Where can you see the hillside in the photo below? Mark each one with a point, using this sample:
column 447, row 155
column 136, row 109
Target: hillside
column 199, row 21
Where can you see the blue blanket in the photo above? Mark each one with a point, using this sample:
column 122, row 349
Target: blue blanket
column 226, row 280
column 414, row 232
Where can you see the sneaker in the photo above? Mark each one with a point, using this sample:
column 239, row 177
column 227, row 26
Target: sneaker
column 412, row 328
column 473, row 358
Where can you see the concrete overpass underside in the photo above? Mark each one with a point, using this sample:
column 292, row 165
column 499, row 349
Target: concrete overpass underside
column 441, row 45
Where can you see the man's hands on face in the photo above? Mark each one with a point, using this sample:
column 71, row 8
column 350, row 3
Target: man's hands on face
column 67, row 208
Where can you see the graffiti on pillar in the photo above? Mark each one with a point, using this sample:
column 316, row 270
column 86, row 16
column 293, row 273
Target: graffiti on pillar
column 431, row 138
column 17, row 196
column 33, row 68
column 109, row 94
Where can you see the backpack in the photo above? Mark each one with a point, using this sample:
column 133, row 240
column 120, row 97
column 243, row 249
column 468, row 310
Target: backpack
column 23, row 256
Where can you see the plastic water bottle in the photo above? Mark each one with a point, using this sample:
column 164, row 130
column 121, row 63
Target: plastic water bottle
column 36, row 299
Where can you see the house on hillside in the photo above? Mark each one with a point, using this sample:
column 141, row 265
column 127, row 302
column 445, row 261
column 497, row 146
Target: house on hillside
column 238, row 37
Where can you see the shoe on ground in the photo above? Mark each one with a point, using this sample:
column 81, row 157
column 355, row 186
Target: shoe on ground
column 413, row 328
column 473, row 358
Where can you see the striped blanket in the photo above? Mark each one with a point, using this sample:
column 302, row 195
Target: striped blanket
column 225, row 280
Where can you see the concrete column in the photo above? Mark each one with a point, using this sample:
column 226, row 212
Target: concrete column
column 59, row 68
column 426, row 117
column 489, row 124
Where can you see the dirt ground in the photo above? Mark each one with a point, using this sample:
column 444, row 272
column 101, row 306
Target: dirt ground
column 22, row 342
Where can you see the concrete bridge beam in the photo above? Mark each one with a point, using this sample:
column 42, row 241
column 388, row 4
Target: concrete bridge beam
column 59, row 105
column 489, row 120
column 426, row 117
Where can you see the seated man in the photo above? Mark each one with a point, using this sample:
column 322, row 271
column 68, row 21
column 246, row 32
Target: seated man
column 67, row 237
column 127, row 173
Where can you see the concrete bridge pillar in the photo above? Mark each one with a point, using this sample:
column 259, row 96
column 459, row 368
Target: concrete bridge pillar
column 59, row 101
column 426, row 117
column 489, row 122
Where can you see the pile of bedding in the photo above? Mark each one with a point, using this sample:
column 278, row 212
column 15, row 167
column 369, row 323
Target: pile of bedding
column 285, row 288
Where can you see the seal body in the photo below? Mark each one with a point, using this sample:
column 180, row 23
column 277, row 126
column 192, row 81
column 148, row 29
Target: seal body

★ ★ ★ ★ ★ ★ ★

Can you turn the records, from the line containing "Where can you see the shoe" down through the line containing "column 225, row 280", into a Markdown table with the columns Row and Line, numbering each row and leaving out any blank lines?

→ WRITTEN SOLUTION:
| Row | Line |
|---|---|
| 1 | Where can you see the shoe on ground in the photo above? Mark each one with a point, using this sample: |
| 2 | column 81, row 157 |
| 3 | column 355, row 186 |
| 4 | Target: shoe on ground |
| 5 | column 413, row 328 |
| 6 | column 473, row 358 |
| 7 | Where can you see the striped blanket in the photo above? Mark each one with a point, using this sample: |
| 8 | column 302, row 195 |
| 9 | Target: striped blanket |
| 10 | column 225, row 280 |